ЗАДАНИЕ:
Перепишите целиком отрывок о программах лекарственного обеспечения, не изменяя в нём ни слова.

ОТРЫВОК ДЛЯ ЧТЕНИЯ:
Кстати, следующий этап, про который вы правильно сказали, Людмила Алексеева. Когда эта программа не сработала на федеральном уровне, сказали так: пусть этим занимаются регионы. И отдали ее реализацию в регионы. А у регионов, как вы знаете, денег очень мало. В результате эта программа лекарственного обеспечения находится в очень тяжелом положении. В несколько лучшем положении находится маленькая программа лечения самых дорогих болезней.

— «Семь нозологий».

— Да, так называемые, «Семь нозологий». У нее есть свои другие тяжелые проблемы. В действительности вот эти тяжелые болезни, которые надо бы лечить активно, потому что можно людям реально помогать, их значительно больше, чем семь, значительно больше, чем семь. И, кстати, по принципиальным таким критериям в число вот таких болезней, которые получают безусловную дорогостоящую помощь от государства, должны входить только те болезни, применительно к которым есть реально помогающее лечение. К сожалению, по каким-то непонятным причинам в число вот этих семи болезней попали болезни, при которых в действительности по-настоящему помогать нельзя. Ну, это уже особая проблема, но проблема эта связана с тем, о чем говорил наш премьер-министр — проблема коррупции. Я думаю, что эти болезни были включены в Список, в частности, потому, что коррумпированные люди влияли на составление этого Списка.

— На Список конкретных лекарств. Но так же как, наверное…

— Не только лекарство, прямо болезней.

ИЗВЛЕЧЁННЫЙ МАТЕРИАЛ:
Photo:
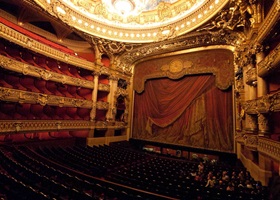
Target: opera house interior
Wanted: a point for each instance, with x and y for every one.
(139, 99)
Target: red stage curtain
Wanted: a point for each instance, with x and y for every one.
(190, 111)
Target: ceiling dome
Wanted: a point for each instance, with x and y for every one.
(136, 21)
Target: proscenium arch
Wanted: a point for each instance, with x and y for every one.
(216, 60)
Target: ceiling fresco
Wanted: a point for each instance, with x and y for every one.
(136, 21)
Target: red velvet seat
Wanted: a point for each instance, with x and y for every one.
(52, 64)
(61, 113)
(3, 49)
(85, 93)
(14, 53)
(3, 83)
(7, 110)
(86, 74)
(41, 61)
(72, 113)
(28, 83)
(40, 84)
(38, 111)
(84, 113)
(50, 112)
(64, 69)
(29, 58)
(73, 91)
(14, 80)
(53, 88)
(73, 70)
(63, 89)
(23, 111)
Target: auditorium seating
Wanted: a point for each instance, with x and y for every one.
(109, 172)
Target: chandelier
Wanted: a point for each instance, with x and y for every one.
(126, 8)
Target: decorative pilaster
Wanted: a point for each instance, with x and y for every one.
(94, 97)
(251, 123)
(263, 124)
(113, 81)
(262, 85)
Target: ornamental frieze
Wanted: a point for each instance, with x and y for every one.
(264, 104)
(270, 63)
(121, 92)
(269, 147)
(251, 141)
(26, 69)
(100, 105)
(217, 62)
(12, 126)
(23, 40)
(104, 87)
(13, 95)
(251, 76)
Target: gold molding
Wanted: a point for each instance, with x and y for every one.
(96, 24)
(17, 126)
(31, 70)
(270, 63)
(13, 95)
(270, 20)
(29, 43)
(264, 104)
(269, 147)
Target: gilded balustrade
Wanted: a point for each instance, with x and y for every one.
(264, 104)
(12, 126)
(251, 76)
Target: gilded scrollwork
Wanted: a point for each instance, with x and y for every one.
(251, 141)
(100, 105)
(4, 93)
(251, 76)
(7, 94)
(104, 87)
(263, 123)
(269, 147)
(43, 99)
(270, 62)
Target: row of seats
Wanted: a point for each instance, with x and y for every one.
(50, 180)
(25, 111)
(26, 56)
(17, 81)
(168, 177)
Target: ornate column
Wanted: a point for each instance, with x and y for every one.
(113, 81)
(250, 94)
(263, 118)
(94, 97)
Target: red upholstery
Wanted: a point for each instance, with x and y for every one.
(72, 113)
(38, 111)
(3, 83)
(41, 61)
(29, 58)
(84, 113)
(23, 111)
(73, 91)
(14, 81)
(52, 65)
(14, 53)
(7, 110)
(86, 74)
(85, 93)
(63, 89)
(61, 113)
(63, 67)
(73, 70)
(40, 84)
(28, 83)
(52, 87)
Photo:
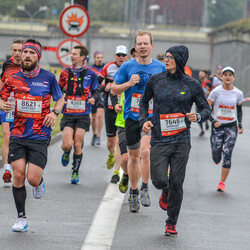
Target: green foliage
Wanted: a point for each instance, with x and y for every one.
(224, 11)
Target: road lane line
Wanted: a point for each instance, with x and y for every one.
(102, 229)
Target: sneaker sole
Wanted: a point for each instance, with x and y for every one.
(21, 230)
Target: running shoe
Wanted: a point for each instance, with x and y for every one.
(65, 158)
(21, 225)
(115, 177)
(221, 187)
(93, 140)
(39, 191)
(170, 230)
(7, 176)
(134, 204)
(75, 178)
(130, 194)
(123, 186)
(145, 199)
(163, 201)
(110, 161)
(98, 141)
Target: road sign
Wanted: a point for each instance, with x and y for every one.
(64, 50)
(74, 21)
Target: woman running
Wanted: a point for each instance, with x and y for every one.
(226, 100)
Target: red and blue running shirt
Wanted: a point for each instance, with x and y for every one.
(33, 97)
(78, 104)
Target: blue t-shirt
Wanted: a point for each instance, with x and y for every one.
(124, 74)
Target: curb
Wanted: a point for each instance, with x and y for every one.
(54, 139)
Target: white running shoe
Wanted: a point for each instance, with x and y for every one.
(39, 191)
(21, 225)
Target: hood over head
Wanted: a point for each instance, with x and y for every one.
(180, 54)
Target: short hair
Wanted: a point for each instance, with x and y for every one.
(83, 50)
(142, 33)
(32, 40)
(18, 41)
(205, 71)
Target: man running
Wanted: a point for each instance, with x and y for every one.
(107, 73)
(9, 67)
(173, 92)
(31, 129)
(132, 78)
(226, 120)
(97, 109)
(79, 84)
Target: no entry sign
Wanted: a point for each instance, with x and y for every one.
(74, 21)
(64, 50)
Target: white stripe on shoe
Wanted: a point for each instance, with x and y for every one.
(102, 230)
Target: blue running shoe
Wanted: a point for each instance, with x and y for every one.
(65, 159)
(21, 225)
(39, 191)
(75, 178)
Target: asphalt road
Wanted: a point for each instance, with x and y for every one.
(63, 217)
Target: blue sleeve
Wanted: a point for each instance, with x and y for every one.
(55, 89)
(121, 75)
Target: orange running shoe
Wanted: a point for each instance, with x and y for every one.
(221, 187)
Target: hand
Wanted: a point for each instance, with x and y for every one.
(240, 130)
(6, 106)
(192, 117)
(217, 124)
(91, 100)
(134, 79)
(147, 127)
(50, 119)
(108, 86)
(118, 108)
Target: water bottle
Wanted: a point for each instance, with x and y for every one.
(10, 115)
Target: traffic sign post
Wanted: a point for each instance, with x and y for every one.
(64, 51)
(74, 21)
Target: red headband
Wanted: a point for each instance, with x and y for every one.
(33, 46)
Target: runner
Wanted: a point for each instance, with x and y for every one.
(97, 109)
(80, 84)
(207, 87)
(31, 129)
(174, 93)
(9, 67)
(132, 78)
(226, 100)
(107, 73)
(217, 78)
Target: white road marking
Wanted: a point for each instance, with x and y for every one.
(102, 230)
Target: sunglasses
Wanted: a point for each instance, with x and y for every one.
(119, 55)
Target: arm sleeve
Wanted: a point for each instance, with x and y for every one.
(144, 102)
(202, 104)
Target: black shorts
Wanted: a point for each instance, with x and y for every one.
(110, 117)
(122, 140)
(75, 121)
(34, 151)
(132, 133)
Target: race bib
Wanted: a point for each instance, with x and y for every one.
(29, 106)
(135, 103)
(110, 106)
(172, 124)
(226, 113)
(76, 104)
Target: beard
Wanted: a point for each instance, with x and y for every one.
(28, 67)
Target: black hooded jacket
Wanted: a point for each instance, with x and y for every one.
(173, 93)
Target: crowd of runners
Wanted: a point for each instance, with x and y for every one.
(145, 104)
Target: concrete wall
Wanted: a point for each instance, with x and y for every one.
(199, 51)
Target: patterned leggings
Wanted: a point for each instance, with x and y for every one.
(223, 136)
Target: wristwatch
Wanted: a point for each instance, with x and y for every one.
(56, 111)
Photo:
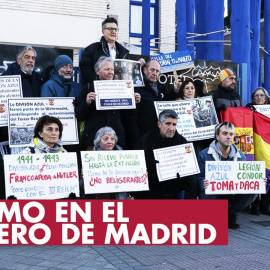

ОТВЕТ К ЗАДАНИЮ:
Кстати, следующий этап, про который вы правильно сказали, Людмила Алексеева. Когда эта программа не сработала на федеральном уровне, сказали так: пусть этим занимаются регионы. И отдали ее реализацию в регионы. А у регионов, как вы знаете, денег очень мало. В результате эта программа лекарственного обеспечения находится в очень тяжелом положении. В несколько лучшем положении находится маленькая программа лечения самых дорогих болезней.

— «Семь нозологий».

— Да, так называемые, «Семь нозологий». У нее есть свои другие тяжелые проблемы. В действительности вот эти тяжелые болезни, которые надо бы лечить активно, потому что можно людям реально помогать, их значительно больше, чем семь, значительно больше, чем семь. И, кстати, по принципиальным таким критериям в число вот таких болезней, которые получают безусловную дорогостоящую помощь от государства, должны входить только те болезни, применительно к которым есть реально помогающее лечение. К сожалению, по каким-то непонятным причинам в число вот этих семи болезней попали болезни, при которых в действительности по-настоящему помогать нельзя. Ну, это уже особая проблема, но проблема эта связана с тем, о чем говорил наш премьер-министр — проблема коррупции. Я думаю, что эти болезни были включены в Список, в частности, потому, что коррумпированные люди влияли на составление этого Списка.

— На Список конкретных лекарств. Но так же как, наверное…

— Не только лекарство, прямо болезней.